Segundo o excerto sobre Augusto Pereira Vera Cruz, em que ano foi ele eleito senador?

> _EXCERTO DE ORIGEM_
========================================
Augusto Pereira Vera Cruz (Sal, 1862 – 1933)
Foi armador, comerciante, político, deputado e agente consular de vários países. É o único cabo-verdiano conhecido por senador, depois de ter sido eleito para este cargo, em 1912, até à queda da I República, em 1926, pelo círculo de Cabo Verde”
Foi presidente da Câmara Municipal de S. Vicente (1898 – 1901) a ele se devendo a fundação do primeiro Liceu em Cabo Verde e outras iniciativas que muitos benefícios trouxeram às populações do Arquipélago.
CABO VERDE
A SITUAÇÃO DA PROVÍNCIA
O arquipélago de Cabo Verde, mercê, em parte, da sua situação geográfica e do absoluto abandono a que foram votadas a sua agricultura e industrias, portos marítimos, vias de comunicação terrestres e demais elementos, de indispensável apetrechamento económico, não podia deixar de vir acusando um agravamento sucessivo do mal profundo que há séculos o veem corroendo, mal que, exteriorizando-se nas mortíferas crises alimentícias que lhe dizimavam a infeliz população, atingia todos os órgãos essenciais à vida, todos os primaciais factores de diversa produção.
========================================
> _MATERIAL FORNECIDO_

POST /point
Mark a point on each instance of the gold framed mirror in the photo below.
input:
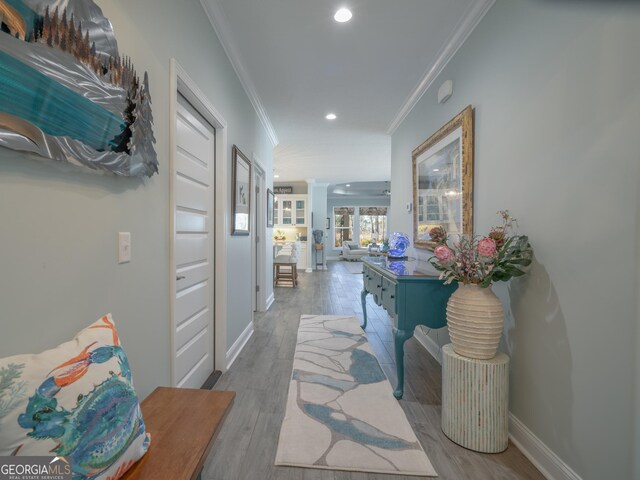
========================================
> _RESULTADO DO EXERCÍCIO_
Em 1912.